(Some records)
---
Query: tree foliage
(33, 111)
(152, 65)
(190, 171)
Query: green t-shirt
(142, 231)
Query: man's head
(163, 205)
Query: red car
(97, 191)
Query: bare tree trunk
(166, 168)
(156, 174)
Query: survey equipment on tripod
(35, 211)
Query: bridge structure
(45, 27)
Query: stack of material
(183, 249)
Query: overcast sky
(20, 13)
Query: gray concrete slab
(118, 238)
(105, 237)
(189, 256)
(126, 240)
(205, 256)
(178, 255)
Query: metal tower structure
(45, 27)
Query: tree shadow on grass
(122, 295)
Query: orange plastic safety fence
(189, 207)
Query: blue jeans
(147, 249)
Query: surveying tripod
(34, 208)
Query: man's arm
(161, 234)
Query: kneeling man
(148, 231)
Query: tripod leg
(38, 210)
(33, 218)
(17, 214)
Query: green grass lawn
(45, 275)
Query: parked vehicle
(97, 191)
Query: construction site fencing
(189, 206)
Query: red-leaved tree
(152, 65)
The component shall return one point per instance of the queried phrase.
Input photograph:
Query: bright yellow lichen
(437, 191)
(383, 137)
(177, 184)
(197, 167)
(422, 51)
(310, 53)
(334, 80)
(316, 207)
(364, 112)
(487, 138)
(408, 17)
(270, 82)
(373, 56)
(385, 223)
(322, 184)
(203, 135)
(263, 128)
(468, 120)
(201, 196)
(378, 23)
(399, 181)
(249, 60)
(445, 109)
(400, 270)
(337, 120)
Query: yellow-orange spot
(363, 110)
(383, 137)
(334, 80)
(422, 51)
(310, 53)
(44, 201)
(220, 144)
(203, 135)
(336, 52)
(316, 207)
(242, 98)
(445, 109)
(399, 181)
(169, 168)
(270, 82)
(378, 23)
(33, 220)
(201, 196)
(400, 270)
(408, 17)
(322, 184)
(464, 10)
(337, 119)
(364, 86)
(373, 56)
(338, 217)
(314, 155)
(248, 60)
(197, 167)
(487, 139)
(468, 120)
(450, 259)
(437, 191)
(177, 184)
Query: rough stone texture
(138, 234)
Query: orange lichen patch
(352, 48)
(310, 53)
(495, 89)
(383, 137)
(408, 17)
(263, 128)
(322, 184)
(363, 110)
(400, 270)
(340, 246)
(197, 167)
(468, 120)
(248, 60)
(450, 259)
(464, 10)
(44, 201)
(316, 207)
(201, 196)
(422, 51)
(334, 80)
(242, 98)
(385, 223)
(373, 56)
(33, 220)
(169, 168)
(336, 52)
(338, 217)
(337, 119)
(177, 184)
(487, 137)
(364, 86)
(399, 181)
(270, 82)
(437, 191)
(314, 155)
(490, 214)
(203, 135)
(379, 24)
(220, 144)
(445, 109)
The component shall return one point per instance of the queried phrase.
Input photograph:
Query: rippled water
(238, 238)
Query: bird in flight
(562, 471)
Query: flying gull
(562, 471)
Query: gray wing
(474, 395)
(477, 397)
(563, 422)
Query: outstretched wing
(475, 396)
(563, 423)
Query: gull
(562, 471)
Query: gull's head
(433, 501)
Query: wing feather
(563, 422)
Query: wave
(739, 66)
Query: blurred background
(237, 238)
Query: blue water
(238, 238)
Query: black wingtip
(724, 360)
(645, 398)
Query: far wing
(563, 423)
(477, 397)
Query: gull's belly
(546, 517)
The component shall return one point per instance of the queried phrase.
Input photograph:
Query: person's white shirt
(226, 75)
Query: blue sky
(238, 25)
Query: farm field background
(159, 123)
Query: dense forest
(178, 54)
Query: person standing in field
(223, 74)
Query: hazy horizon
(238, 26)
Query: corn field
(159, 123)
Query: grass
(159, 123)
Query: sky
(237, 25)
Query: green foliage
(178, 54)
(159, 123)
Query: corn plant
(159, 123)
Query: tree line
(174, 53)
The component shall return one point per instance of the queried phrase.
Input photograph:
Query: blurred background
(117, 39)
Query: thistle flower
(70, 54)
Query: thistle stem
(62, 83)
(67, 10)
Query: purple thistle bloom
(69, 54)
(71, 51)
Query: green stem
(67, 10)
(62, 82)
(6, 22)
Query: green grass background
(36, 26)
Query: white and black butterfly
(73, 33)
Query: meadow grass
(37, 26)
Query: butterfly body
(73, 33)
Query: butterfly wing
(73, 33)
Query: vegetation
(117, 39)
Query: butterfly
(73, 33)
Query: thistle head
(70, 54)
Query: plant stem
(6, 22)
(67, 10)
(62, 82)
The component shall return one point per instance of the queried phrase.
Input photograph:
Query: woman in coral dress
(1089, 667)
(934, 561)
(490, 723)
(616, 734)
---
• [WHAT TO WORK ON] Write out each line of the data above again, exactly as given.

• [CORRECT ANSWER]
Query: tree foliage
(33, 111)
(152, 65)
(190, 171)
Query: green t-shirt
(142, 231)
Query: man's head
(163, 205)
Query: red car
(97, 191)
Query: bare tree trunk
(166, 168)
(156, 174)
Query: survey equipment on tripod
(35, 211)
Query: bridge structure
(45, 27)
Query: stack of material
(183, 249)
Query: overcast sky
(20, 13)
Query: gray concrete slab
(118, 238)
(105, 237)
(189, 256)
(126, 240)
(205, 256)
(178, 255)
Query: metal tower structure
(45, 27)
Query: tree shadow on grass
(122, 295)
Query: orange plastic safety fence
(189, 207)
Query: blue jeans
(147, 249)
Query: surveying tripod
(34, 208)
Query: man's arm
(161, 234)
Query: kneeling man
(148, 231)
Query: tripod leg
(38, 210)
(33, 218)
(17, 214)
Query: green grass lawn
(45, 275)
Query: parked vehicle
(97, 191)
Query: construction site fencing
(189, 206)
Query: red-leaved tree
(152, 65)
The component shall return one point per instance of the queried phrase.
Input photograph:
Query: bright yellow lichen
(437, 191)
(383, 137)
(177, 184)
(197, 167)
(422, 51)
(310, 53)
(334, 80)
(316, 207)
(364, 112)
(487, 138)
(408, 17)
(270, 82)
(373, 56)
(385, 223)
(322, 184)
(203, 135)
(263, 128)
(468, 120)
(201, 196)
(378, 23)
(399, 181)
(249, 60)
(445, 109)
(400, 270)
(337, 120)
Query: yellow-orange spot
(363, 110)
(383, 137)
(334, 80)
(422, 51)
(310, 53)
(44, 201)
(220, 144)
(203, 135)
(336, 52)
(316, 207)
(242, 98)
(445, 109)
(399, 181)
(169, 168)
(270, 82)
(378, 23)
(33, 220)
(201, 196)
(400, 270)
(408, 17)
(322, 184)
(464, 10)
(337, 119)
(364, 86)
(373, 56)
(338, 217)
(314, 155)
(248, 60)
(197, 167)
(487, 139)
(468, 120)
(450, 259)
(437, 191)
(177, 184)
Query: rough stone texture
(138, 234)
Query: orange lichen patch
(352, 48)
(310, 53)
(495, 89)
(383, 137)
(408, 17)
(263, 128)
(322, 184)
(363, 110)
(400, 270)
(340, 246)
(197, 167)
(468, 120)
(248, 60)
(450, 259)
(464, 10)
(44, 201)
(316, 207)
(201, 196)
(422, 51)
(334, 80)
(242, 98)
(385, 223)
(373, 56)
(33, 220)
(169, 168)
(336, 52)
(338, 217)
(337, 119)
(177, 184)
(487, 137)
(364, 86)
(399, 181)
(270, 82)
(437, 191)
(314, 155)
(490, 214)
(203, 135)
(379, 24)
(220, 144)
(445, 109)
The component shall return one point per instance of the queried phrase.
Input photograph:
Query: rippled water
(238, 238)
Query: bird in flight
(562, 471)
Query: flying gull
(562, 471)
Query: gray wing
(474, 395)
(477, 397)
(563, 422)
Query: outstretched wing
(475, 396)
(563, 423)
Query: gull
(562, 471)
Query: gull's head
(433, 501)
Query: wing feather
(563, 422)
Query: wave
(739, 66)
Query: blurred background
(237, 238)
Query: blue water
(238, 238)
Query: black wingtip
(724, 360)
(645, 398)
Query: far wing
(563, 423)
(477, 397)
Query: gull's belly
(546, 517)
The component shall return one point per instance of the queried phrase.
Input photograph:
Query: person's white shirt
(226, 75)
Query: blue sky
(238, 25)
Query: farm field background
(159, 123)
Query: dense forest
(178, 54)
Query: person standing in field
(223, 74)
Query: hazy horizon
(238, 26)
Query: corn field
(159, 123)
Query: grass
(159, 123)
Query: sky
(237, 25)
Query: green foliage
(178, 54)
(159, 123)
Query: corn plant
(159, 123)
Query: tree line
(174, 53)
The component shall return one point per instance of the queried phrase.
Input photograph:
Query: blurred background
(117, 39)
Query: thistle flower
(70, 54)
Query: thistle stem
(62, 83)
(67, 10)
Query: purple thistle bloom
(69, 54)
(71, 51)
Query: green stem
(67, 10)
(62, 82)
(6, 22)
Query: green grass background
(36, 26)
Query: white and black butterfly
(73, 33)
Query: meadow grass
(37, 26)
Query: butterfly body
(73, 33)
Query: butterfly wing
(73, 33)
Query: vegetation
(117, 39)
Query: butterfly
(73, 33)
Query: thistle head
(70, 54)
Query: plant stem
(6, 22)
(67, 10)
(62, 82)
The component shall return one point per instance of the queried phrase.
Input photograph:
Query: woman in coral dress
(1089, 667)
(934, 561)
(490, 723)
(616, 734)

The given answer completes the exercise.